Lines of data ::
============

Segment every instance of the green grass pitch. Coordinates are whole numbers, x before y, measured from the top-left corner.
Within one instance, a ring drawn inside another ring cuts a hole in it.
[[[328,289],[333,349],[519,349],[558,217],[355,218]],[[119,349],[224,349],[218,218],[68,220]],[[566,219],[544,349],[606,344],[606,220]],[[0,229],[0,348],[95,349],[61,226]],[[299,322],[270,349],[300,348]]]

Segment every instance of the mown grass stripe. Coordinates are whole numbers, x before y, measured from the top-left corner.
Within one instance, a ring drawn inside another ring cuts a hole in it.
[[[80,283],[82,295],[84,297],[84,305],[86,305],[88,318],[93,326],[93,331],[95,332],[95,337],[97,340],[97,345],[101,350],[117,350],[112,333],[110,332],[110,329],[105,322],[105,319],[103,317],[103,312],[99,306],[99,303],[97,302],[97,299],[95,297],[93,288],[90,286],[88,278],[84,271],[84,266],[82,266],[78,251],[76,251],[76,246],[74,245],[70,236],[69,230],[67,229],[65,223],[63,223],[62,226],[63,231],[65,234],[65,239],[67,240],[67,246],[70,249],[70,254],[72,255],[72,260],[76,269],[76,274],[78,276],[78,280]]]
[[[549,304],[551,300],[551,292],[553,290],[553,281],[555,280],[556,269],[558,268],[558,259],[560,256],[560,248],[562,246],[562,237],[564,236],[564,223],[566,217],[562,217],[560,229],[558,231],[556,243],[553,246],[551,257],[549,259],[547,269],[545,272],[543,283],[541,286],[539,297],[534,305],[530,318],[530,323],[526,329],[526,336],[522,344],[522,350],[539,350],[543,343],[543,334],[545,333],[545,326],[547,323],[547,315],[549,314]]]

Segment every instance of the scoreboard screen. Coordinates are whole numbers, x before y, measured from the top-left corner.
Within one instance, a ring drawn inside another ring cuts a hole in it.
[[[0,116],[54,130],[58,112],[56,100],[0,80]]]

============

Your objective ::
Rewrite the lines of data above as a numbered list, leaving out the blank lines.

Exercise answer ::
1. Segment every instance of the green grass pitch. Coordinates are whole numbers, x before y, measured from the top-left corner.
2. Within one instance, a ring drawn inside another ring cuts a hole in it.
3. [[[328,289],[333,349],[519,349],[558,217],[355,218]],[[119,349],[224,349],[218,218],[68,220]],[[566,219],[544,349],[606,344],[606,220]],[[0,229],[0,348],[95,349],[61,226]],[[299,322],[270,349],[300,348]]]
4. Segment every instance of the mown grass stripe. Coordinates are whole numbers, x before y, measured from the top-left corner.
5. Within one instance, a ring drawn inside another ring cuts a hole in it.
6. [[[80,283],[82,295],[84,297],[84,305],[86,305],[88,318],[93,326],[93,331],[95,332],[95,337],[97,340],[97,345],[101,350],[117,350],[112,333],[110,332],[110,329],[105,322],[105,319],[103,317],[103,312],[99,306],[99,303],[97,302],[97,299],[95,297],[93,288],[90,286],[88,278],[84,271],[84,266],[82,266],[78,251],[76,251],[76,246],[74,245],[70,236],[69,230],[67,229],[65,223],[63,223],[62,226],[63,231],[65,234],[65,239],[67,240],[67,246],[70,249],[70,254],[72,255],[72,260],[76,269],[76,274],[78,276],[78,280]]]
7. [[[549,304],[551,300],[551,292],[553,290],[553,281],[555,280],[556,269],[558,268],[558,259],[560,256],[560,248],[562,246],[562,237],[564,236],[564,223],[566,217],[562,217],[560,229],[558,231],[556,243],[553,246],[551,257],[549,259],[547,269],[545,272],[543,283],[541,286],[539,297],[534,305],[530,318],[530,323],[526,329],[526,336],[522,344],[522,350],[539,350],[543,343],[543,334],[545,333],[545,326],[547,323],[547,315],[549,314]]]
8. Segment every instance of the scoreboard screen. Coordinates are whole numbers, x before y, measured from the top-left corner.
9. Within one instance, a ring drawn inside another ring cuts a hole in it.
10. [[[0,116],[54,130],[58,112],[56,100],[0,80]]]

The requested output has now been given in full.